Task objective >> Print every line of the data below verbatim, with each character and line break unchanged.

Extracted material >>
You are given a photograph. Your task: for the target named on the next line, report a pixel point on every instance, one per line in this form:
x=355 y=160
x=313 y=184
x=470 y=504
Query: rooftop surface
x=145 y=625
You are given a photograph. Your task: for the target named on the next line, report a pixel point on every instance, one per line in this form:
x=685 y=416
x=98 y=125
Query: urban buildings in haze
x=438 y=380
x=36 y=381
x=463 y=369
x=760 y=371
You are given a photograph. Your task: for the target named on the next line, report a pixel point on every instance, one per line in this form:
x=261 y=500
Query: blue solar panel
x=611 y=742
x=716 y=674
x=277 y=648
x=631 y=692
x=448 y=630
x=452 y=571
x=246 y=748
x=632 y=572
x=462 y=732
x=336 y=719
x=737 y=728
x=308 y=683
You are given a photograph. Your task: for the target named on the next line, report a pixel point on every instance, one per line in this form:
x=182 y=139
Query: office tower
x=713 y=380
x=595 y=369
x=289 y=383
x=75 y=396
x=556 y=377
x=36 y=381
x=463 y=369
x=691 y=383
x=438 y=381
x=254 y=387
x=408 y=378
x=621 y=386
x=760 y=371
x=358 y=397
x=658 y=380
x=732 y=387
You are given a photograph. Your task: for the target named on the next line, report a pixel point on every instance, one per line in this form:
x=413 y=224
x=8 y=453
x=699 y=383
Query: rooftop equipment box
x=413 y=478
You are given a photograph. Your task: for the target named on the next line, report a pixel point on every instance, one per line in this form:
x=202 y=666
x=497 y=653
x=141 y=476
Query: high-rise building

Completed task >>
You are given a photograph. Your task: for the target named on the next line, report a pixel point on every instance, one per line in this form:
x=355 y=160
x=313 y=184
x=470 y=504
Query: rooftop surface
x=145 y=625
You are given a photograph. Your task: for the target named on the next line, report a pixel point on every instance, one per line in this form:
x=685 y=416
x=98 y=125
Query: urban buildings in haze
x=438 y=380
x=36 y=381
x=463 y=369
x=760 y=371
You are given a photograph. Your task: for the target named on the next line, report a pixel point on every instance, one per line in this form:
x=261 y=500
Query: blue solar panel
x=611 y=742
x=716 y=674
x=277 y=648
x=631 y=692
x=448 y=630
x=452 y=571
x=246 y=748
x=632 y=572
x=462 y=732
x=336 y=719
x=737 y=728
x=308 y=683
You are given a photograph. Your task: for the target named on the next line, report a pixel point on every instance, one per line in this form:
x=182 y=139
Query: office tower
x=713 y=380
x=595 y=369
x=289 y=383
x=75 y=396
x=556 y=377
x=36 y=381
x=463 y=369
x=691 y=383
x=438 y=381
x=254 y=387
x=408 y=378
x=621 y=386
x=760 y=371
x=358 y=397
x=658 y=380
x=732 y=387
You are given a photograph. Your task: for the target named on the next line, report a pixel point on every instance, one per line in this form:
x=413 y=224
x=8 y=453
x=699 y=383
Query: rooftop equipment box
x=413 y=478
You are given a photograph. Your task: for the target named on the next line, report a pixel point on every instance, one per line in this form:
x=202 y=666
x=497 y=653
x=141 y=476
Query: high-rise building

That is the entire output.